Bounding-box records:
⟨
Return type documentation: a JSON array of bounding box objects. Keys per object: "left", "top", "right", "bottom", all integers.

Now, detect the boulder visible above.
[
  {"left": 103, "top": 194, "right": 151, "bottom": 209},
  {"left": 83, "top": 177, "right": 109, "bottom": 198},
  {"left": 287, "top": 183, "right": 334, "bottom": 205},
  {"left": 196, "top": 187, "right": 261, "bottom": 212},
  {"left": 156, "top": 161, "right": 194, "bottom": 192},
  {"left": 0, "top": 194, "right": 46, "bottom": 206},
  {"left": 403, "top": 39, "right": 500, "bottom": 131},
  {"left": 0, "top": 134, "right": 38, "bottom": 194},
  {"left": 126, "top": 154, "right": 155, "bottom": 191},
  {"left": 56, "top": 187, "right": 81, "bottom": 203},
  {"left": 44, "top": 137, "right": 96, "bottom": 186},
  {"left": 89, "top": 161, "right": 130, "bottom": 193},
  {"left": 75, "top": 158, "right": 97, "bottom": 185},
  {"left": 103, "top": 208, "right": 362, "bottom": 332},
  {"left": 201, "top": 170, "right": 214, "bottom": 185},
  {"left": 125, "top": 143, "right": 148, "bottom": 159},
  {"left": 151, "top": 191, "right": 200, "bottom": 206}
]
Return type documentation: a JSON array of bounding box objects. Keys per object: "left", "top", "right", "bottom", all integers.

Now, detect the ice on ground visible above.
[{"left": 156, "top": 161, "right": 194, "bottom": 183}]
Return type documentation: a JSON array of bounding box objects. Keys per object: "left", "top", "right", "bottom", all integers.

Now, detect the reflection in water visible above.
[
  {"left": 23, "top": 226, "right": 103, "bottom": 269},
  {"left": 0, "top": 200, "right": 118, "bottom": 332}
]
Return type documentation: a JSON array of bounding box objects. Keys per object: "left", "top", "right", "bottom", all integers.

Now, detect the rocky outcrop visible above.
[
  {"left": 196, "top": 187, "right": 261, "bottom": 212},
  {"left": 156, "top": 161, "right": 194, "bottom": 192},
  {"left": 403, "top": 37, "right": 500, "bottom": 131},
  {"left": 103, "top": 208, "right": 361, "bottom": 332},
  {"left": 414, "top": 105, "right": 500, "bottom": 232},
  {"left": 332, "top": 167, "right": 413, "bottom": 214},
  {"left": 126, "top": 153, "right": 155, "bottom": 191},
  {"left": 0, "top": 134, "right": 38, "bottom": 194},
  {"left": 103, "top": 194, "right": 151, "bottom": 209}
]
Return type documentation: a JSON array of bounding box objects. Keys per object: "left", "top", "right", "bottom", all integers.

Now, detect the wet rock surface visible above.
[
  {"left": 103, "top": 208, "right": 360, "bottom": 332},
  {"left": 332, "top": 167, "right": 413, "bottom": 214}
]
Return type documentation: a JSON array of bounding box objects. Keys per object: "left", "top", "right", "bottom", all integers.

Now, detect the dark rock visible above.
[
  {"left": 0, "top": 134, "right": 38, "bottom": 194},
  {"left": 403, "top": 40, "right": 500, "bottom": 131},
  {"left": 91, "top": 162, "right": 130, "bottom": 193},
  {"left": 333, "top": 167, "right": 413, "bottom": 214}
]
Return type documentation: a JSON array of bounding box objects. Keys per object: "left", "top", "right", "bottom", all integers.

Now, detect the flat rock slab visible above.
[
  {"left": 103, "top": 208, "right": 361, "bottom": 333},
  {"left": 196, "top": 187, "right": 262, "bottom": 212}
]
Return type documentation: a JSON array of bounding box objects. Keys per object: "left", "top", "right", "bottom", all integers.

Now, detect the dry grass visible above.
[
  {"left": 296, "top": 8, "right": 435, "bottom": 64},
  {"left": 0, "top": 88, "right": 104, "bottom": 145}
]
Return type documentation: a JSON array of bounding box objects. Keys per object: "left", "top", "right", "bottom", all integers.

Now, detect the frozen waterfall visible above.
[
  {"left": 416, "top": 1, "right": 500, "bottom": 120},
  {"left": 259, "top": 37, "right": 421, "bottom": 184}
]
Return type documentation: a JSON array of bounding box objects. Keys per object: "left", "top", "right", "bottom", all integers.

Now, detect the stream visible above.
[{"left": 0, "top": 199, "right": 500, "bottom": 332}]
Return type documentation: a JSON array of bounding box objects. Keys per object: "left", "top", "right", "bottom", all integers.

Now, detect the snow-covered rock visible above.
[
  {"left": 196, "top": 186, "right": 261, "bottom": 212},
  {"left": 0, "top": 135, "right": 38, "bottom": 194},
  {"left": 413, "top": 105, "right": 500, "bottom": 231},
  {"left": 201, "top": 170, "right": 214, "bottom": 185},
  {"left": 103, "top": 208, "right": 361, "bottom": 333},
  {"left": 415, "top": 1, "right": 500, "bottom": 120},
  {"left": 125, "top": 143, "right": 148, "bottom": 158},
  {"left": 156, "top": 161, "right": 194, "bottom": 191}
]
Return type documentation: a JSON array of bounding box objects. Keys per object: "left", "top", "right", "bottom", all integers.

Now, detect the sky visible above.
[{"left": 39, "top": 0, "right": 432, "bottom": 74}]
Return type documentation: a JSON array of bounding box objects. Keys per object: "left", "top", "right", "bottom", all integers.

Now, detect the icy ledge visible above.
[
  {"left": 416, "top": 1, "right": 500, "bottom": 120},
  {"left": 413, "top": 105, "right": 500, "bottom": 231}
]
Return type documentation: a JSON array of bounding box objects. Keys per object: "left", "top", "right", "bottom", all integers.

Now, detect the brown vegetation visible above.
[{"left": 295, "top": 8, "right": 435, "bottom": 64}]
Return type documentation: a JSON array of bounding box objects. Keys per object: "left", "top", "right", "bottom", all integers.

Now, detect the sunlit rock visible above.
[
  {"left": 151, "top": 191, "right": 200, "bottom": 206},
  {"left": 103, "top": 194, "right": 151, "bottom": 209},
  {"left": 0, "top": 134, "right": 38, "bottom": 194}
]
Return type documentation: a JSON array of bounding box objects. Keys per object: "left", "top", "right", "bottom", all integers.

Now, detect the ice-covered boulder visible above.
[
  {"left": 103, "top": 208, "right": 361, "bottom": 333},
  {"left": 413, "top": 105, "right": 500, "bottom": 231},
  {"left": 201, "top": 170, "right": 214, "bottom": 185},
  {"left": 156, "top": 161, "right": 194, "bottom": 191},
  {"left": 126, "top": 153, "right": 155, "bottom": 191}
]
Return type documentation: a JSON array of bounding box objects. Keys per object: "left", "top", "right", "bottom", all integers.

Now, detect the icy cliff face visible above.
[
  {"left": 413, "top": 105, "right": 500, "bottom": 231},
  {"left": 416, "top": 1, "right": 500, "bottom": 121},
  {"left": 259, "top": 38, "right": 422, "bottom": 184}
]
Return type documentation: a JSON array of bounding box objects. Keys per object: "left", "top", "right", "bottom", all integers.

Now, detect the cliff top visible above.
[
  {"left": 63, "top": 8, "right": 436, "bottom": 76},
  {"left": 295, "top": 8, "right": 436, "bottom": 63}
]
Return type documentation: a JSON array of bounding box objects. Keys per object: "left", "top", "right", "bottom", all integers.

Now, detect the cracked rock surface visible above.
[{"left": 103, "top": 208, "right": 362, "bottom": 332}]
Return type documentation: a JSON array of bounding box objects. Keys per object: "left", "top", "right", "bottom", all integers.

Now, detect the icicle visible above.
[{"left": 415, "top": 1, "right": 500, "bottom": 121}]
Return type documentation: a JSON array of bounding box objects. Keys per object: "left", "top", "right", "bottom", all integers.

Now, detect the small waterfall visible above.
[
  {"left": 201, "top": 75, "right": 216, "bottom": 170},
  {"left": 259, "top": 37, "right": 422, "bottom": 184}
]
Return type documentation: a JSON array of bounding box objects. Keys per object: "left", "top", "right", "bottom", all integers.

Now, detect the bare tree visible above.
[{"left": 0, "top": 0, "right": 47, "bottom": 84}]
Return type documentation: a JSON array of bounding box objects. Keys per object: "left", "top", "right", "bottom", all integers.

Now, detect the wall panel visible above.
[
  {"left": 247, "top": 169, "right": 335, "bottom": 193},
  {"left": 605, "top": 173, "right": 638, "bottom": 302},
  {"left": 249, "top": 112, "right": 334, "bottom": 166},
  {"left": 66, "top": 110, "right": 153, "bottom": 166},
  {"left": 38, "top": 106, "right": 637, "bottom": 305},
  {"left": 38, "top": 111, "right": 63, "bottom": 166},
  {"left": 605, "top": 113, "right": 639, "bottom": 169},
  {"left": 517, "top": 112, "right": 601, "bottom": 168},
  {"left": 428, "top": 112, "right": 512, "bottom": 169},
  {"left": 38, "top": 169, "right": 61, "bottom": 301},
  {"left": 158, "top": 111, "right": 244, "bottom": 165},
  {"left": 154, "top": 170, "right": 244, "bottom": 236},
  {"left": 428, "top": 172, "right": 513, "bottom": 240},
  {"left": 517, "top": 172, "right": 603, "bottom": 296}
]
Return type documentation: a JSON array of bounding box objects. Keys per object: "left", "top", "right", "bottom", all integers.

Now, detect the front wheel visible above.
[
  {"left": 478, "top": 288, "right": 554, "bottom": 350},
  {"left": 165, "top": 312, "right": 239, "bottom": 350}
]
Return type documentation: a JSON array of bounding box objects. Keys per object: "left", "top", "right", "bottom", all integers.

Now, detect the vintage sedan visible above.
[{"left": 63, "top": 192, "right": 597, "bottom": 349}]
⟩
• [Written instruction]
Report each line of the data above that contains the string "covered". Uppercase and lowercase letters count as different.

• [Result for this exercise]
Now, detect the snow-covered rock visible above.
Now, detect the ice-covered boulder visible above.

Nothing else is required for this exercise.